> What you need to do
With the images removed, write out every line below exactly.

> Data under study

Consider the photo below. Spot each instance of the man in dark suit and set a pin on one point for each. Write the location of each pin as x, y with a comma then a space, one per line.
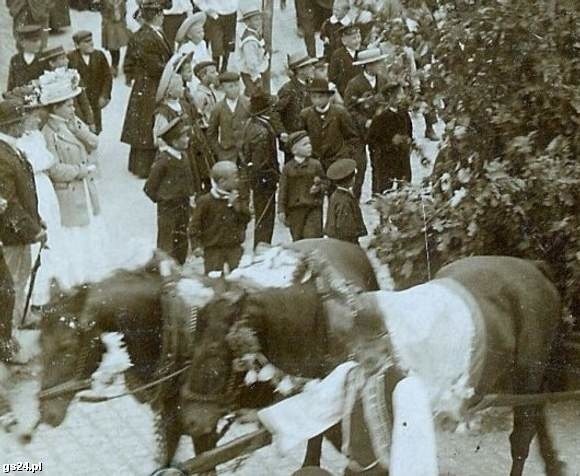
95, 73
366, 99
341, 69
147, 54
293, 96
26, 65
228, 118
20, 223
329, 126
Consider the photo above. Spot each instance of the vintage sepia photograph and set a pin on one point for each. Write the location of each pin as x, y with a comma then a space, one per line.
290, 237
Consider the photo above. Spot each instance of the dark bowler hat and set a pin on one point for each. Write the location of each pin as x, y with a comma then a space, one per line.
348, 29
83, 35
11, 111
30, 32
52, 53
294, 138
341, 169
229, 77
320, 86
174, 130
260, 103
199, 67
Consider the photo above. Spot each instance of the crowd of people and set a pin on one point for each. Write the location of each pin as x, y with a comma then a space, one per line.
203, 133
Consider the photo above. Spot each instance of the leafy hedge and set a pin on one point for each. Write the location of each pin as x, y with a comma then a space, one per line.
507, 178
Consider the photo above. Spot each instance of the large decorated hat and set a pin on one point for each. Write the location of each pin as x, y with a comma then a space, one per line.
58, 86
195, 19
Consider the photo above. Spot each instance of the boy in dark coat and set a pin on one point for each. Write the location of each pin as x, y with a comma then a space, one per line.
220, 219
171, 186
301, 190
344, 219
95, 73
26, 65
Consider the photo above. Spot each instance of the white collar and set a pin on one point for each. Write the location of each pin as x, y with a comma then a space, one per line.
28, 57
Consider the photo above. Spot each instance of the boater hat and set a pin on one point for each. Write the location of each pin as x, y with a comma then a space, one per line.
299, 60
196, 18
341, 169
371, 55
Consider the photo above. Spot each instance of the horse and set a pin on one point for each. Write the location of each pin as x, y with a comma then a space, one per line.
483, 324
134, 303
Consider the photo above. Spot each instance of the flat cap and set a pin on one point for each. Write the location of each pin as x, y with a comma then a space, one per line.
341, 169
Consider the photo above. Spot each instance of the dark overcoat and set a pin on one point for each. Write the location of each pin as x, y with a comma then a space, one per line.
96, 78
147, 54
341, 69
20, 223
21, 73
332, 134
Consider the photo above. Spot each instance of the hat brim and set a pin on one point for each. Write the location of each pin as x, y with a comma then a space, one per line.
57, 99
376, 59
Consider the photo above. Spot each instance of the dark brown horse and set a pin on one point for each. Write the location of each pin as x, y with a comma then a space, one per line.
486, 321
132, 302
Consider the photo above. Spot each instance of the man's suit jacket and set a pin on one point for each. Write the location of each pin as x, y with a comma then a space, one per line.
341, 69
96, 77
226, 128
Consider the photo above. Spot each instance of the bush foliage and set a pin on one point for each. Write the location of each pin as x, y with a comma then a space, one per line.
507, 178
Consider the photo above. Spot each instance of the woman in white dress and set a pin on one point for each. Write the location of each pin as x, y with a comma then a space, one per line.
73, 176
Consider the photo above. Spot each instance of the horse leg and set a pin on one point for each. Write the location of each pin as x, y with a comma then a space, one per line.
554, 467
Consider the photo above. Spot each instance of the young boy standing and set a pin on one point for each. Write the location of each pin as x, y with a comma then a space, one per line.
220, 219
301, 190
344, 220
171, 186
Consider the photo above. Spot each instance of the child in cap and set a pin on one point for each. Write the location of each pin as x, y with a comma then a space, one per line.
301, 190
171, 186
344, 219
220, 219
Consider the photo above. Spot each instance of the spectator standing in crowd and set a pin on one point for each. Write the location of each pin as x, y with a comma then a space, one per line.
31, 12
329, 126
147, 54
260, 160
227, 121
341, 69
95, 73
220, 28
174, 16
254, 60
330, 29
26, 65
363, 99
204, 96
57, 59
70, 141
344, 219
59, 15
114, 32
21, 224
293, 96
301, 190
220, 219
171, 186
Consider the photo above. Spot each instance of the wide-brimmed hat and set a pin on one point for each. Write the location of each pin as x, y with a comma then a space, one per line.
341, 169
171, 68
368, 56
318, 85
196, 18
52, 53
299, 60
261, 102
246, 15
11, 111
58, 86
199, 67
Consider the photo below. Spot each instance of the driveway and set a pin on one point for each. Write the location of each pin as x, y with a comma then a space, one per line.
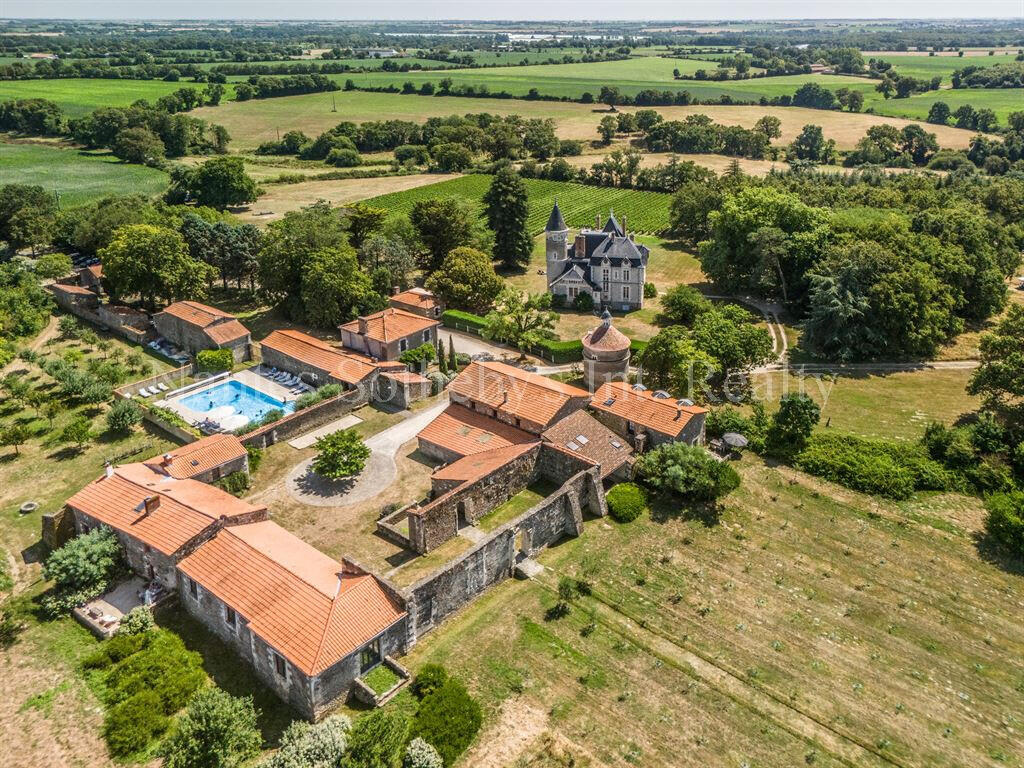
307, 487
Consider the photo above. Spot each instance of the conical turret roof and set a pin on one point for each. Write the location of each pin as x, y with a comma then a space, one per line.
555, 221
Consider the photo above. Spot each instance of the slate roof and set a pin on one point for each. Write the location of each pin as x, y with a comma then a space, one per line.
641, 407
310, 608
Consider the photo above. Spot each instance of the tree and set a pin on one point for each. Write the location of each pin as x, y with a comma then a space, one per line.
686, 471
139, 145
363, 220
466, 280
999, 376
520, 320
153, 262
672, 361
335, 290
340, 454
442, 225
507, 212
123, 417
13, 435
376, 740
217, 730
811, 144
793, 424
217, 182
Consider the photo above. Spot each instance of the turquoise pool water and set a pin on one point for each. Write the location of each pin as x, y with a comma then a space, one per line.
246, 400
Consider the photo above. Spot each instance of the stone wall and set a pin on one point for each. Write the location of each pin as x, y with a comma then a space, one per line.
306, 419
560, 515
431, 525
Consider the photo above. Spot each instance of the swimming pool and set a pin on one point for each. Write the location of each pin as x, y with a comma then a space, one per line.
241, 397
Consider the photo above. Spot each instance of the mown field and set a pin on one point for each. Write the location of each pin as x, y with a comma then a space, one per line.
645, 211
76, 176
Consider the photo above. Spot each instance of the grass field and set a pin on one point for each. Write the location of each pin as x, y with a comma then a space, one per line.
80, 96
805, 625
646, 211
76, 176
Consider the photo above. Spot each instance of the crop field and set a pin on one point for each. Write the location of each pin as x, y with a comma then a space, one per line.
645, 211
802, 624
80, 96
76, 176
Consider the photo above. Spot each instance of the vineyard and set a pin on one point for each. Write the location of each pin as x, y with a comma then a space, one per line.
646, 212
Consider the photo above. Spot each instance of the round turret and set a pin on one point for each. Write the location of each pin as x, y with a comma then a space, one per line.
605, 354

> Exercise answer
Consider the photo below. Spot each instance of the man in dark suit and set a pin on one point for each. Write the location of each pin as x, y with a comma then a space, one per line.
95, 73
366, 99
341, 69
147, 54
293, 96
26, 65
228, 118
20, 223
329, 126
Consider the photo above. Spot each instance of the vintage sepia photograph and set a pin on one point for each. Write the location of each pin as x, y with a comma then a space, one per line.
290, 237
Consider the photo above. Spot each instance of the dark bowler hat and set a pin on one point for each. Write the location of each pin as x, y with a comma then a space, one per line.
348, 29
83, 35
11, 111
30, 32
52, 53
294, 138
341, 169
229, 77
320, 86
174, 130
260, 103
199, 67
Consider the photo above. Spot each instance of the crowd of people and set a pin on one point for each. Write the location of each pin as x, y with a comma then a space, one per line.
203, 133
Consider the photo above. Spot each instance of the leafy hedge and set a pin on one point for each. Write the location of each pin as x, y with a comma then a space, one per line.
507, 178
Consider the photo above. Spot each instance of the large decorated hat and set a pin on one point for each. Write the location of each pin as x, y with a comma then a space, one per line.
58, 86
195, 19
Consider the photo above. Spot each instance of the boy in dark coat and set a pin on one point for each. Write the location of each pin as x, y with a comma then a space, one per line.
220, 219
171, 186
301, 190
344, 219
95, 73
26, 65
Consider the photo above. Spot each instance of the white collar and set a pin on one point for each. Write the location of each pin as x, y with a comma then a space, one per line.
28, 57
Consider the photo above. Spot each instance of the boater hat and set a pin on one point for each. Write the location of each pin as x, y with a comma then a space, one per line.
299, 60
196, 18
341, 169
371, 55
Consider the photo above. Spot each instance of the horse and set a pin on one point for each. Write the location of each pin as x, y with a comma then a space, one per line.
483, 324
134, 303
Consider the photo above. Spot each instance of the flat cap and set a pin on one point for each. Write the location of each pin as x, y with a comma then a space, one per line.
341, 169
Consider the photo above. Spot each instance of the dark overcoat and set a pin on one point for each. Write the location of each pin as x, y with a comma then a space, one per line.
96, 78
147, 54
341, 69
20, 223
21, 73
332, 134
Consider the photo above. Spot each instance of the hat brim and set a pin on one point for each. Write the location of each pin as x, y with a comma then a space, one per line.
57, 99
376, 59
Consider the photo above. Spot each instance of the dark brown horse and set a pin on one point for each. Write the location of each pin as x, y with a comma then a space, one per line.
486, 321
132, 302
Consider the photo above. Spot each instance of the man's suit jacket and set a pin on one point for each. Write the location of each pin as x, y with a comma then a space, one per line.
341, 69
96, 77
226, 128
Consider the photo above. Spot each instance of the bush foliage and set a pin on one point for each. Write the location of each pin as x, y with a comma then a space, one per line.
507, 178
Consider the photo above. Spot each instance of the woman in white dress and set a pin on one point for each. Write the location of each pin as x, y with a comma then a space, one per line.
73, 176
Consider the photo above. Spot each instance of the horse leg and set a pin on one point for each. Write the location of each pin as x, y with a comma then a space, one per line.
554, 467
Consider the photo above. Spot each instance of the young boy standing and set a pin on one point for each. Write the location of each pin as x, y with a comma then a space, one per line.
220, 219
301, 190
344, 220
171, 186
Consider the photo above. Spot each instance of the child in cap and set a pin on one point for each. Write the location of each pin as x, y with a comma then a space, one per line.
301, 190
171, 186
344, 219
220, 219
Consider the photo above. Spot each instance of the spectator standing in crowd and set a pin on one point for each. Write the location of each pin as x, y with a comma then a space, one per line.
31, 12
329, 126
147, 54
260, 160
227, 121
341, 69
95, 73
220, 28
174, 16
254, 60
330, 29
26, 65
363, 99
204, 96
57, 59
70, 141
344, 219
59, 15
114, 32
21, 224
293, 96
301, 190
220, 219
171, 186
Consider the photo above. Spot each instance of the wide-brimmed hat and set a pin on one point for each. Write the location of each pin as x, y with a comma then a space, one per line.
341, 169
171, 68
368, 56
318, 85
196, 18
52, 53
299, 60
261, 102
246, 15
11, 111
58, 86
199, 67
Consider the photo below. Spot each instance of the driveway and set a pin on one point for each. Write the location of each pin as x, y with a comma then a space, one per line.
307, 487
Consider the photo above. Spot each instance of the conical turret roof and set a pin on one point for each. Write the location of each pin as x, y with a comma then a space, one per line.
555, 221
Consider the photo above. Spot each instance of the slate roof and set a pin on one point for each. Write the location of each pin as x, y with a comma then a space, one per line.
641, 407
310, 608
Consider the photo above. Spot each instance of the tree and set a pin on one point for each. Write the location of each pin as x, y with a comma then a space, one per line.
686, 471
139, 145
363, 220
466, 280
999, 376
520, 320
153, 262
672, 361
335, 290
340, 454
442, 225
507, 212
123, 417
13, 435
376, 740
217, 730
811, 144
793, 424
217, 182
Consider the photo above. Spot each instance of the turquoise pool water and set a pin on one point for each. Write the location of each pin as x, y with a comma then a space, one per line.
246, 400
Consider the photo above. Spot each instance of the stone wall and set a pin on one point for each. Write the location of each pin as x, y with a comma then a space, one per line.
306, 419
560, 515
431, 525
Consider the photo above. Spot each instance of the swimming pool and set a pin on one point for each. Write the location of each pin as x, y with a comma then a space, one per line.
241, 397
Consider the photo above. Spot each instance of the mown field and set a pin on one point for each. Write the location of each pin as x, y with a comma then a space, one per line.
645, 211
76, 176
Consider the photo above. Spot each instance of the grass field and set a pin on one point for each. Write the location of each pin as x, y with a comma then a space, one per line.
80, 96
805, 625
646, 211
76, 176
Consider the photo above. Spot each instance of the crop field and set a pin on one point for each. Write the location of each pin as x, y with a comma then a space, one per line.
645, 211
802, 624
80, 96
76, 176
Consider the photo above. Spot each instance of the vineyard and set a pin on one point for each. Write the location of each pin as x, y with a comma then a space, one per line.
646, 212
Consider the photo above. Spot each instance of the round turret and set a pin on one point for each. Write the location of each pin as x, y with a comma then a space, one per line.
605, 354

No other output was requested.